### Problem to solve
Please copy, exactly as they appear below, the lines from the one containing "negative clicks: (643, 614)" through the one containing "positive clicks: (420, 606) (249, 521)".

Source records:
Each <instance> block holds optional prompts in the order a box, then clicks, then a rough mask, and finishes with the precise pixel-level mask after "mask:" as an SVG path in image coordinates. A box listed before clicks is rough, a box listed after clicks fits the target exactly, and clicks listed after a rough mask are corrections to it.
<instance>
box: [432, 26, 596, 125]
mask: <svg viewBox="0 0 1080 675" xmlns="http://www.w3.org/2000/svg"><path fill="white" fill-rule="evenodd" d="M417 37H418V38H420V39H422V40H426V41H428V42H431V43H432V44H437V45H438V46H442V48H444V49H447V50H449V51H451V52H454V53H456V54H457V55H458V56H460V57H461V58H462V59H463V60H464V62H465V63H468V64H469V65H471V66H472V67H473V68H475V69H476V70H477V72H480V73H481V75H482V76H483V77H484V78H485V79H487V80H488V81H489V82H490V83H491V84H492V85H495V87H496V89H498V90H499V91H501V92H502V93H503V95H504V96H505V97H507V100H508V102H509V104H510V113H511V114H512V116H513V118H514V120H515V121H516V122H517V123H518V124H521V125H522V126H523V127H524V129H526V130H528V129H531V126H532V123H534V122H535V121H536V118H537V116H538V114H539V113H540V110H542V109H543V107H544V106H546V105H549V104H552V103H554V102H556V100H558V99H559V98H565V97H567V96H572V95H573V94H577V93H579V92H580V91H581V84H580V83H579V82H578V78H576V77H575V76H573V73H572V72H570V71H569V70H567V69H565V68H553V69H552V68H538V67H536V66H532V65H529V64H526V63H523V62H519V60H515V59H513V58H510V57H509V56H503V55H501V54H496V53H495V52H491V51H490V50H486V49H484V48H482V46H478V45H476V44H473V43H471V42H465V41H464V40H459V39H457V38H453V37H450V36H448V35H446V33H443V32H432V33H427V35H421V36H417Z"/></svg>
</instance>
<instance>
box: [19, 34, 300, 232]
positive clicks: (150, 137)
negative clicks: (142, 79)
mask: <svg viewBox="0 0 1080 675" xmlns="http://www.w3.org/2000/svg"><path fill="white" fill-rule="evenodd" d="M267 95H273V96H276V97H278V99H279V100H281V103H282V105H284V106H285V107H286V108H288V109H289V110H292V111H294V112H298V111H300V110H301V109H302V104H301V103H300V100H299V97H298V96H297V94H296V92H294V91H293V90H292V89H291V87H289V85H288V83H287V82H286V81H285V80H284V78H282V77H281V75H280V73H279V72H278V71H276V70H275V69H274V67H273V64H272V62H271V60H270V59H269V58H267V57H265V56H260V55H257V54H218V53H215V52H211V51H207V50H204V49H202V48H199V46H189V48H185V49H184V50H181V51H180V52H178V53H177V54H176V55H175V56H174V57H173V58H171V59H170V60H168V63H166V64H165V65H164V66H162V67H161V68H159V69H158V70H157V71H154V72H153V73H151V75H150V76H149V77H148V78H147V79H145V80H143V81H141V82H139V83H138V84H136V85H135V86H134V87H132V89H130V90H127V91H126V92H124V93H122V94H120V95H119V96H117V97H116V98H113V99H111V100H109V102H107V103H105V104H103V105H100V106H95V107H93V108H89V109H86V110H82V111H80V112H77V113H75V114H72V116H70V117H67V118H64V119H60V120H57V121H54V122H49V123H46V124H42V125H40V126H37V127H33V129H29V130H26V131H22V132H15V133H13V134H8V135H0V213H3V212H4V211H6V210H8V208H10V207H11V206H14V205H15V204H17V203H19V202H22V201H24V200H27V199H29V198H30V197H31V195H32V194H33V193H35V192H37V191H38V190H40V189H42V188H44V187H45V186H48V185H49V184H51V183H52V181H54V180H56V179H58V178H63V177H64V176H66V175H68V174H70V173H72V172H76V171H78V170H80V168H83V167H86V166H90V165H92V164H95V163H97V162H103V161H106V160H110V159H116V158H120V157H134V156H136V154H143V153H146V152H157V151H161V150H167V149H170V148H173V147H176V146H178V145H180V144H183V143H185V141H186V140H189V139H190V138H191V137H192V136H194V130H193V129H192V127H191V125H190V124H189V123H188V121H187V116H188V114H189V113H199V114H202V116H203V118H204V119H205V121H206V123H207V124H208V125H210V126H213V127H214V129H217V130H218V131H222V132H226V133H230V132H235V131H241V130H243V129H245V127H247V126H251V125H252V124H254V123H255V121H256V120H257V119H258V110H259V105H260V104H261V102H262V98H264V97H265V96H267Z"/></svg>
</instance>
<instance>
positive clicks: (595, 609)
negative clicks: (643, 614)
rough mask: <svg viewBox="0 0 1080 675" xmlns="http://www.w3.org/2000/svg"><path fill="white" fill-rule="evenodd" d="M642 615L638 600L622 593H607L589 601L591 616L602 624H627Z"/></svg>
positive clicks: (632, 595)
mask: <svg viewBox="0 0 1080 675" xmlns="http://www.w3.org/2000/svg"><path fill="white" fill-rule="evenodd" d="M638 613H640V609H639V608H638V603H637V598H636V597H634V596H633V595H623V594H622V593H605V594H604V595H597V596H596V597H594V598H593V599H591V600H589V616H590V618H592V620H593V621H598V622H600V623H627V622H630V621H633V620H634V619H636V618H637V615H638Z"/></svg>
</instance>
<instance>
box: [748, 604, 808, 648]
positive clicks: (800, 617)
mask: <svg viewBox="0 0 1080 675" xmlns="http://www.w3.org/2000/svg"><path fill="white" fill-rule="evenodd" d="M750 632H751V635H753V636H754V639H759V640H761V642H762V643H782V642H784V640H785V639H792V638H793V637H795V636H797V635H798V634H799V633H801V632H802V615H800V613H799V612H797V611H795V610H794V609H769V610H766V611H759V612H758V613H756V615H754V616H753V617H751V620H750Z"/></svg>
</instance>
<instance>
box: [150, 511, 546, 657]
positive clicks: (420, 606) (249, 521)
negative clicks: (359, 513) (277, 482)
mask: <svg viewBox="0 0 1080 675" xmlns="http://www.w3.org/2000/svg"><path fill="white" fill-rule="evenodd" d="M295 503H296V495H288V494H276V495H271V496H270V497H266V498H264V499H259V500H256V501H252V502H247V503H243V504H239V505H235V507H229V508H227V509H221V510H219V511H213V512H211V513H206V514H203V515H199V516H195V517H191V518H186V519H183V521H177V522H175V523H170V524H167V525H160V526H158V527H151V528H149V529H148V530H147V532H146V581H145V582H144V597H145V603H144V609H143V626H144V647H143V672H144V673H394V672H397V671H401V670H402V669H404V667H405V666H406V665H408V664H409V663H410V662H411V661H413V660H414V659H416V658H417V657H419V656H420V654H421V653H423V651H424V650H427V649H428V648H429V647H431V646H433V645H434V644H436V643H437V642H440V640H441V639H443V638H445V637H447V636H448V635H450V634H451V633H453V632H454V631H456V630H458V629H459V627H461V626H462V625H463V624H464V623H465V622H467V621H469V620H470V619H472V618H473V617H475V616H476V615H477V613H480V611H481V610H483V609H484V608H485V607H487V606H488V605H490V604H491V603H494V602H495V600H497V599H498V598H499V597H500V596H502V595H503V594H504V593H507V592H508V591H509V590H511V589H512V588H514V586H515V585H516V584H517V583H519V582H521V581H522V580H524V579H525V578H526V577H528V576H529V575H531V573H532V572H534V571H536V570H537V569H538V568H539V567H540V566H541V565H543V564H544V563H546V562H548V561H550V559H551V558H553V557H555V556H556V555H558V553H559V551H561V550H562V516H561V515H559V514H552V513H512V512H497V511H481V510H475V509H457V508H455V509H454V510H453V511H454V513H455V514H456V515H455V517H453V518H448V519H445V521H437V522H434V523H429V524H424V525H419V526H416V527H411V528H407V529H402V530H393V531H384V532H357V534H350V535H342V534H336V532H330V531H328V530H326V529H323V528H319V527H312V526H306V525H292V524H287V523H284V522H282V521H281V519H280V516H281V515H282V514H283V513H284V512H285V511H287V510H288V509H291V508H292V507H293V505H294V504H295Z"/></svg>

### Solution
negative clicks: (643, 614)
rough mask: <svg viewBox="0 0 1080 675" xmlns="http://www.w3.org/2000/svg"><path fill="white" fill-rule="evenodd" d="M642 615L638 600L622 593H607L589 601L591 616L602 624H627Z"/></svg>
positive clicks: (632, 595)
mask: <svg viewBox="0 0 1080 675" xmlns="http://www.w3.org/2000/svg"><path fill="white" fill-rule="evenodd" d="M638 613H640V609H639V608H638V603H637V598H636V597H634V596H633V595H623V594H622V593H605V594H604V595H597V596H596V597H594V598H593V599H591V600H589V616H590V618H592V620H593V621H598V622H600V623H627V622H630V621H633V620H634V619H636V618H637V615H638Z"/></svg>
</instance>
<instance>
box: [748, 604, 808, 648]
positive clicks: (800, 617)
mask: <svg viewBox="0 0 1080 675" xmlns="http://www.w3.org/2000/svg"><path fill="white" fill-rule="evenodd" d="M750 632H751V635H753V636H754V639H759V640H761V642H762V643H782V642H784V640H785V639H792V638H793V637H795V636H797V635H798V634H799V633H801V632H802V615H800V613H799V612H797V611H795V610H794V609H769V610H766V611H759V612H758V613H756V615H754V616H753V617H751V620H750Z"/></svg>
</instance>
<instance>
box: [150, 511, 546, 657]
positive clicks: (420, 606) (249, 521)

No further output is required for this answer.